— begin Document passage —

Re: what is fsck's "slowdown"?

From: Julian Elischer <julian_at_elischer.org>
Date: Sat, 04 Sep 2004 00:59:42 -0700
Don Lewis wrote:
> On  3 Sep, Matthew Dillon wrote:
> 
>>    There may be some tricks you can use to improve your fsck times on that
>>    large partition.
>>
>>    The first thing you can try is to compile up an fsck with a much larger
>>    in-program disk buffer cache.  cd into /usr/src/sbin/fsck and edit
>>    fsck_ffs/fsck.h.  Significantly increase MAXBUFSPACE and INOBUFSIZE.
>>    e.g. try increasing MAXBUFSPACE from 40MB to 200MB, and INOBUFSIZE from
>>    56MB to 200MB.
>>
>>    Another possibility would be to try to improve disk I/O linearity by
>>    modifying getdatablk() in fsutil.c to read-ahead several blocks rather
>>    then just one.  This would require some programming.

— end Document passage —
— begin Supplied data —

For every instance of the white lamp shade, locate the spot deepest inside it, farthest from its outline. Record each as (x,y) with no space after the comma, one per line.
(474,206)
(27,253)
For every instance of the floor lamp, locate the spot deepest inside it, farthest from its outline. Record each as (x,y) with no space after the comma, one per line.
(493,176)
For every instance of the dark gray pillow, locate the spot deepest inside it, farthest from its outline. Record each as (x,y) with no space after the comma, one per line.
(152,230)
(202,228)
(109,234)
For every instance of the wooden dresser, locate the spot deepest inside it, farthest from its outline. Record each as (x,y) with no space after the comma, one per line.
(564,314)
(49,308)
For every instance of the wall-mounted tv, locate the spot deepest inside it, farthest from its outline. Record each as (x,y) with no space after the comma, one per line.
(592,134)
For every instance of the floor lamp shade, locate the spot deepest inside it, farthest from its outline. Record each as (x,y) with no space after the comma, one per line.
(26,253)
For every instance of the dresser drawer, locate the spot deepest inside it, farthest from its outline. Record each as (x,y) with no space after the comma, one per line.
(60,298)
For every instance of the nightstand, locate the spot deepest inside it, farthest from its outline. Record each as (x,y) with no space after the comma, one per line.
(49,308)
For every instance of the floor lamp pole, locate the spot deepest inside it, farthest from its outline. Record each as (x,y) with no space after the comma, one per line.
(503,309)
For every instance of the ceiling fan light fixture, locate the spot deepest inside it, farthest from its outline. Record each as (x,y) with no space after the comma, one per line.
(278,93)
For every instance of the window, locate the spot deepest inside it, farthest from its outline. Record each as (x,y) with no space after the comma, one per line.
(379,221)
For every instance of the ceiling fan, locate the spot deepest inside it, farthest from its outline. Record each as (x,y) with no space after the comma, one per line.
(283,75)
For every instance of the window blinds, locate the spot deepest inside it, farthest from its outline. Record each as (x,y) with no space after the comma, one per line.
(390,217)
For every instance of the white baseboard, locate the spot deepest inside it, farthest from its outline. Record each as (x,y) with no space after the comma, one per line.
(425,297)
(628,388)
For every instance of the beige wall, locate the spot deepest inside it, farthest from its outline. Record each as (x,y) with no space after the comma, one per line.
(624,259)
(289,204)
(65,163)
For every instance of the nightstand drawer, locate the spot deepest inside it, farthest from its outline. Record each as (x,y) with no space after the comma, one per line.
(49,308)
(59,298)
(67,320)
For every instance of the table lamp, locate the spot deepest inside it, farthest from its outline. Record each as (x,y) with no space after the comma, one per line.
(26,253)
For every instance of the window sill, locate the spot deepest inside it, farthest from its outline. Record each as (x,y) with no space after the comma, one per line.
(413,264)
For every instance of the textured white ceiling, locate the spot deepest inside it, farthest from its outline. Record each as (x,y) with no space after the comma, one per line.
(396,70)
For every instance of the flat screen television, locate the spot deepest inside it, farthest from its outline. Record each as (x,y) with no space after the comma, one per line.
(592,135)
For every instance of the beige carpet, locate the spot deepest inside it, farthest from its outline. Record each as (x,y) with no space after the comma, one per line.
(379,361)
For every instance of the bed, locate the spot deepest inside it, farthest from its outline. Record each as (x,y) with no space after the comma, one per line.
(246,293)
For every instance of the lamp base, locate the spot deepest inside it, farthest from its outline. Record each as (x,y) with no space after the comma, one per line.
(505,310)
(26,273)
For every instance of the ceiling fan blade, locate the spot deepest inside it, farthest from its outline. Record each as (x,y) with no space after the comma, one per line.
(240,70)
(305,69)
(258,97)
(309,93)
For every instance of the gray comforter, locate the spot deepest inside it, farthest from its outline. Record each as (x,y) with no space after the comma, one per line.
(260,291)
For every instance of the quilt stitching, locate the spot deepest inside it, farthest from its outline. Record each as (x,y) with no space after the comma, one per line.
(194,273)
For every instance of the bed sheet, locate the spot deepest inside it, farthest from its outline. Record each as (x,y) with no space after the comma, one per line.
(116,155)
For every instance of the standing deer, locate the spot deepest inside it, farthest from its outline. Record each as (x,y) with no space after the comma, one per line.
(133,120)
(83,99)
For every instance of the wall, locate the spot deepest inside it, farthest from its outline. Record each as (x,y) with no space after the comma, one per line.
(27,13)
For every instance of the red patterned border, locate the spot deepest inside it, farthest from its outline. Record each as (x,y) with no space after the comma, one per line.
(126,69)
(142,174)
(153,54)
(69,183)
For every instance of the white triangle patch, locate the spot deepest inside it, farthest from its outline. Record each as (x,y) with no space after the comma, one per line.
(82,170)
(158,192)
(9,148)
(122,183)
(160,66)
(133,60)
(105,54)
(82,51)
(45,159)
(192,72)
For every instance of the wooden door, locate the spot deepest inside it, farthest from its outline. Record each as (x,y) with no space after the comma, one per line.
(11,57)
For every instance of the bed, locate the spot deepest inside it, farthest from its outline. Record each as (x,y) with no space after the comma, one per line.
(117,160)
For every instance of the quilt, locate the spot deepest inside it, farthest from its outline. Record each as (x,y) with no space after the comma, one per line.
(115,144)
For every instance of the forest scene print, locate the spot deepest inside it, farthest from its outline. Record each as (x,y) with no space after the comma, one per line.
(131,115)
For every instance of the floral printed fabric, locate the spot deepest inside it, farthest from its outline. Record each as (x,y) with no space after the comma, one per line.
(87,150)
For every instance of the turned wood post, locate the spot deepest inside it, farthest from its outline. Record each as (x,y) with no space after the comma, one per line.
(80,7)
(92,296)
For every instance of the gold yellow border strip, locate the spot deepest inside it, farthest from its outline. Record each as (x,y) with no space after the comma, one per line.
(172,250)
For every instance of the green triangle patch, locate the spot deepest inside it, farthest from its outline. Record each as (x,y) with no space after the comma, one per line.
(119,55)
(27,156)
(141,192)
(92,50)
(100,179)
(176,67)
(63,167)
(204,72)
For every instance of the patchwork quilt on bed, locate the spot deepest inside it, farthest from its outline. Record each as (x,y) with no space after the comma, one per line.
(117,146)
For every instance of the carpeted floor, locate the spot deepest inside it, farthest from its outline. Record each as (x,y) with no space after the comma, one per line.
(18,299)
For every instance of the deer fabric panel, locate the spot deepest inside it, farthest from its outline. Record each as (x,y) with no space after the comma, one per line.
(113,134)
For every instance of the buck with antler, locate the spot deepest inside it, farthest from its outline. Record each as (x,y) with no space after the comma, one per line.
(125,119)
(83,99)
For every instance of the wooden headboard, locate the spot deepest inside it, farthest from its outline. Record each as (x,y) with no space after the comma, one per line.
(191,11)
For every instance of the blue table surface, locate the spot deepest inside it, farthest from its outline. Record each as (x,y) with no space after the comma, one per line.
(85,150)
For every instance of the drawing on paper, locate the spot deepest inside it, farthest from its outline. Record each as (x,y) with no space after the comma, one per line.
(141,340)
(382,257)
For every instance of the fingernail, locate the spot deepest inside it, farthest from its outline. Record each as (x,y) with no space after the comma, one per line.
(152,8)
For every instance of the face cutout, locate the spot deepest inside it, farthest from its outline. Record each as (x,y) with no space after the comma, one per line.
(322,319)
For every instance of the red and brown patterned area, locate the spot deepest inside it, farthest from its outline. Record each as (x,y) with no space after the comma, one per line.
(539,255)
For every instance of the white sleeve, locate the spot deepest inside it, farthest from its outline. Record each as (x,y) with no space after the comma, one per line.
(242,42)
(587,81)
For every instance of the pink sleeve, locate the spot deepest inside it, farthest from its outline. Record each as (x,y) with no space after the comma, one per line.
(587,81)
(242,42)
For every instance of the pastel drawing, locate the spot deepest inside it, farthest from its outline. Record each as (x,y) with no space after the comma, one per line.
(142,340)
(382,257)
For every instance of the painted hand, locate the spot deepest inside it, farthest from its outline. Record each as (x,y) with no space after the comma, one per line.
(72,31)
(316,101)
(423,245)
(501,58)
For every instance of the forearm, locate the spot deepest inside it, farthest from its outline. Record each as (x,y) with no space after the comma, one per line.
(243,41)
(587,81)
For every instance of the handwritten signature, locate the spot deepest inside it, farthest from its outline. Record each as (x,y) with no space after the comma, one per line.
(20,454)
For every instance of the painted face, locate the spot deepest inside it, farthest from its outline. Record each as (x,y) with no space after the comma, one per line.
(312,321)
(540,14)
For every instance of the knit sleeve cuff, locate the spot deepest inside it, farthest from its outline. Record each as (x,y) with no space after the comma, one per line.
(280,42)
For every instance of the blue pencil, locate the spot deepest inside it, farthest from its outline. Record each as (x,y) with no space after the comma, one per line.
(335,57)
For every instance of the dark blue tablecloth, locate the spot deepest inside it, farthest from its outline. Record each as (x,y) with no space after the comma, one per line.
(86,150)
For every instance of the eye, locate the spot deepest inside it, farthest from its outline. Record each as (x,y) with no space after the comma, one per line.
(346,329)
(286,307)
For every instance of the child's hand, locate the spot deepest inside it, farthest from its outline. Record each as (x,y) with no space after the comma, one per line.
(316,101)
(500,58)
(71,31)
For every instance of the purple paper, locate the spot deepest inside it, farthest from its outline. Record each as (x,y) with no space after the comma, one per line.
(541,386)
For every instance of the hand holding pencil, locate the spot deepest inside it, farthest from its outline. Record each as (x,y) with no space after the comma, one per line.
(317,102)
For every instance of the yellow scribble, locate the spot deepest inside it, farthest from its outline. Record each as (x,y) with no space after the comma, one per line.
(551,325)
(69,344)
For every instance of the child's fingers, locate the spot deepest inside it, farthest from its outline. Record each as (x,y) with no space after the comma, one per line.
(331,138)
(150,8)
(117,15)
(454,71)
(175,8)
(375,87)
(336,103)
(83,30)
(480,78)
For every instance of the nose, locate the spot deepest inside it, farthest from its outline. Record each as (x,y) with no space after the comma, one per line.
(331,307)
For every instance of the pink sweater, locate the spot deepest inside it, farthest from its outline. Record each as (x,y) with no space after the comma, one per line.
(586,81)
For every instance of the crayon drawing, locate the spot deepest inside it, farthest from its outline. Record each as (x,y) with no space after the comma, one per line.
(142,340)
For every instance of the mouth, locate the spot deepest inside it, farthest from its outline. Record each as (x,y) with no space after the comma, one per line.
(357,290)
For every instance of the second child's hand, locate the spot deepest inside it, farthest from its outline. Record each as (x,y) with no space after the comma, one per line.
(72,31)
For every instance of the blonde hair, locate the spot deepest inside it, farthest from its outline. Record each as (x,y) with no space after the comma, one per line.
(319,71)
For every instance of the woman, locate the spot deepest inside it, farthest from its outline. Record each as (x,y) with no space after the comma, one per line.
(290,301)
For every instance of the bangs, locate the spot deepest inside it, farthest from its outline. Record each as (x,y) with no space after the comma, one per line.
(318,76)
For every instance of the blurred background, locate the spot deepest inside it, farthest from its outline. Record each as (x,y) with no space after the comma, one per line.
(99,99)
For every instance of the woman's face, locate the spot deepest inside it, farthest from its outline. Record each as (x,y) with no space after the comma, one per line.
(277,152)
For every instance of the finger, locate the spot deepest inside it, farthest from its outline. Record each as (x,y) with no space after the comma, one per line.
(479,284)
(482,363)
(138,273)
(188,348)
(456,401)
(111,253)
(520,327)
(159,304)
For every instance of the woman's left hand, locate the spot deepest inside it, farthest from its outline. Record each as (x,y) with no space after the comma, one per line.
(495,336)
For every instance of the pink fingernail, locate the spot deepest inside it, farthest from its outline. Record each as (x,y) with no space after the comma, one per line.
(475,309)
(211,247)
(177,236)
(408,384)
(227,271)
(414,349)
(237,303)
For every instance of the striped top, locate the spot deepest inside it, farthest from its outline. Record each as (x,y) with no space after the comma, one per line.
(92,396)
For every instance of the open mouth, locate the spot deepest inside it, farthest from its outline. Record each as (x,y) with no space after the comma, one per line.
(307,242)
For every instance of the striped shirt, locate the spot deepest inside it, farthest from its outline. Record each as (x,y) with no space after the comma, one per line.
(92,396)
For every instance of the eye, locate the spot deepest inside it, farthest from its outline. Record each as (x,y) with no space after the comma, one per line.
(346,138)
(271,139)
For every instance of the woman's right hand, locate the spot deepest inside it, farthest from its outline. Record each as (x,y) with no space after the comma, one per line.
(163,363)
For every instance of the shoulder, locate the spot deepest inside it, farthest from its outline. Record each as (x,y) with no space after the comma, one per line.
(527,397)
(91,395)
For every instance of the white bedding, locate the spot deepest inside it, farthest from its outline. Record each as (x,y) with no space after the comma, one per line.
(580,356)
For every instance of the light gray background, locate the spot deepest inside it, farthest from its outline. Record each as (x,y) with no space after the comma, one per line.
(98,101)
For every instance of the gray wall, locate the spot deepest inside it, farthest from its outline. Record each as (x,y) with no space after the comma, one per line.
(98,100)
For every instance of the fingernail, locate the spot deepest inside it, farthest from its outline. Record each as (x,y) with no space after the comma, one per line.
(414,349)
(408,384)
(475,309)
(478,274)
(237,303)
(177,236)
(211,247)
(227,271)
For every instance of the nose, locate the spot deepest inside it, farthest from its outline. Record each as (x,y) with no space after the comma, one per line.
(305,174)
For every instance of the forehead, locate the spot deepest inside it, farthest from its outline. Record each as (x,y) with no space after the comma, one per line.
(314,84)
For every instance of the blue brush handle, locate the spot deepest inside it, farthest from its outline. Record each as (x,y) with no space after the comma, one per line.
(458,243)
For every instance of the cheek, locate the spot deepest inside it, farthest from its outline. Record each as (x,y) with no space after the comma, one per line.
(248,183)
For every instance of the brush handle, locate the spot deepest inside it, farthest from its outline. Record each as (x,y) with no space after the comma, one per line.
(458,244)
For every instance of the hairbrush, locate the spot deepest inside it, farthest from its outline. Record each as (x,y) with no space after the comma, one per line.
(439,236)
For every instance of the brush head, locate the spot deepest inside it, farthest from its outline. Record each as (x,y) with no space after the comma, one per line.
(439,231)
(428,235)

— end Supplied data —

Aim:
Retype the stretch of the fsck slowdown post from "From: Julian Elischer" through "56MB to 200MB.".

The answer:
From: Julian Elischer <julian_at_elischer.org>
Date: Sat, 04 Sep 2004 00:59:42 -0700
Don Lewis wrote:
> On  3 Sep, Matthew Dillon wrote:
> 
>>    There may be some tricks you can use to improve your fsck times on that
>>    large partition.
>>
>>    The first thing you can try is to compile up an fsck with a much larger
>>    in-program disk buffer cache.  cd into /usr/src/sbin/fsck and edit
>>    fsck_ffs/fsck.h.  Significantly increase MAXBUFSPACE and INOBUFSIZE.
>>    e.g. try increasing MAXBUFSPACE from 40MB to 200MB, and INOBUFSIZE from
>>    56MB to 200MB.